» Given problem
Count the lines in the records below that contain the string "target", and give only the number.

Shape boundary entries:
·····
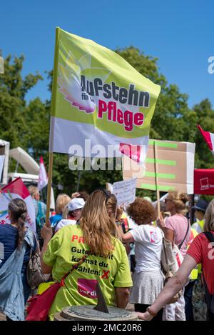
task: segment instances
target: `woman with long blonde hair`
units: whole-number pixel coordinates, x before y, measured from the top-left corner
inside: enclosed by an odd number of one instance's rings
[[[51,228],[44,226],[41,266],[60,281],[72,266],[77,266],[65,279],[49,311],[54,314],[73,305],[96,305],[99,284],[106,304],[125,308],[132,280],[125,247],[118,239],[117,201],[105,189],[94,191],[83,209],[77,224],[61,228],[51,239]]]

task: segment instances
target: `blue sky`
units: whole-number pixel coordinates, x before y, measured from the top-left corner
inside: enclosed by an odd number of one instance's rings
[[[214,107],[214,1],[206,0],[9,0],[0,5],[3,56],[24,54],[23,75],[54,64],[55,28],[109,49],[133,45],[159,59],[160,71],[189,95],[189,106],[208,98]],[[49,98],[45,79],[27,99]]]

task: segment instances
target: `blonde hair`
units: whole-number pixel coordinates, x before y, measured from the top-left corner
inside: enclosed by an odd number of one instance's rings
[[[177,213],[185,211],[185,203],[188,201],[185,193],[179,192],[178,191],[169,191],[167,198],[175,204]]]
[[[116,209],[116,196],[109,194],[108,197],[101,189],[94,191],[86,202],[79,223],[84,241],[92,254],[106,258],[113,252],[112,237],[118,237]]]
[[[208,204],[204,218],[205,231],[214,231],[214,199]]]
[[[66,206],[71,201],[71,199],[67,194],[58,194],[56,201],[56,213],[61,214]]]

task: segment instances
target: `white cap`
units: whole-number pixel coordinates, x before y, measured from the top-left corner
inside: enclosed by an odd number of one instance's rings
[[[68,202],[67,207],[69,211],[79,209],[84,206],[85,201],[82,198],[74,198]]]

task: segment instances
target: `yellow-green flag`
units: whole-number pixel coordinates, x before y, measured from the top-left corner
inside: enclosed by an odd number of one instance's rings
[[[83,156],[109,157],[123,144],[147,147],[160,90],[118,54],[56,28],[50,151],[78,145]]]

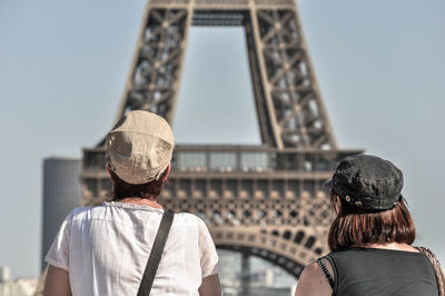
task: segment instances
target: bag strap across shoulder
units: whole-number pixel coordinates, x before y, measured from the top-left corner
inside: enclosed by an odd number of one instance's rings
[[[323,262],[323,258],[318,258],[317,264],[318,264],[319,268],[322,269],[323,275],[326,277],[327,282],[329,283],[329,286],[334,290],[334,278],[330,275],[329,270],[327,269],[326,264]]]
[[[158,269],[164,247],[166,246],[168,233],[170,231],[174,221],[174,214],[164,210],[162,219],[160,220],[158,233],[156,234],[155,243],[147,262],[146,270],[144,272],[142,280],[139,286],[138,296],[150,295],[151,286]]]

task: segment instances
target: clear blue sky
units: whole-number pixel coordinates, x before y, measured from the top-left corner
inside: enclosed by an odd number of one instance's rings
[[[339,146],[403,169],[417,244],[444,260],[445,1],[297,3]],[[111,127],[144,7],[0,0],[0,266],[13,276],[39,270],[42,158],[80,156]],[[178,142],[258,142],[244,42],[191,30]]]

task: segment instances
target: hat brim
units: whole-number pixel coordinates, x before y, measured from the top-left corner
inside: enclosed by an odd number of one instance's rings
[[[333,178],[327,179],[327,180],[323,184],[323,186],[326,187],[326,188],[333,188],[333,185],[334,185]]]

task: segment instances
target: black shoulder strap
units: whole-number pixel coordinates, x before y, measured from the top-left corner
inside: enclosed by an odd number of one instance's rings
[[[164,210],[162,219],[160,220],[158,233],[156,234],[155,243],[148,258],[146,270],[144,272],[142,282],[140,283],[138,296],[150,295],[152,282],[156,270],[158,269],[160,257],[162,256],[164,247],[166,246],[168,233],[170,231],[174,214]]]
[[[323,274],[325,275],[327,282],[329,282],[329,286],[333,288],[334,290],[334,278],[333,276],[329,274],[329,270],[326,267],[326,264],[323,262],[323,258],[318,258],[317,259],[318,266],[322,268]]]

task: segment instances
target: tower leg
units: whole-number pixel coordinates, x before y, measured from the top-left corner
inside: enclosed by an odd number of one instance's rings
[[[241,283],[240,295],[248,296],[250,288],[250,256],[247,251],[241,253]]]

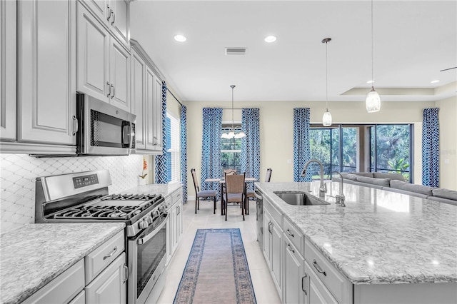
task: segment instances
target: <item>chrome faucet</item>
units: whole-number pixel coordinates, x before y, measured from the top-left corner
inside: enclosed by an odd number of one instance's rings
[[[305,176],[306,175],[306,168],[311,163],[317,163],[321,167],[321,185],[319,186],[319,197],[323,198],[326,196],[326,193],[327,193],[327,187],[323,183],[323,165],[317,159],[310,159],[305,163],[305,166],[301,171],[301,176]]]
[[[344,204],[344,200],[346,198],[343,193],[343,176],[338,171],[333,171],[332,173],[338,173],[339,174],[340,178],[341,178],[341,181],[340,182],[340,193],[335,196],[336,203],[339,203],[341,207],[346,207],[346,205]]]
·····
» The completed task
11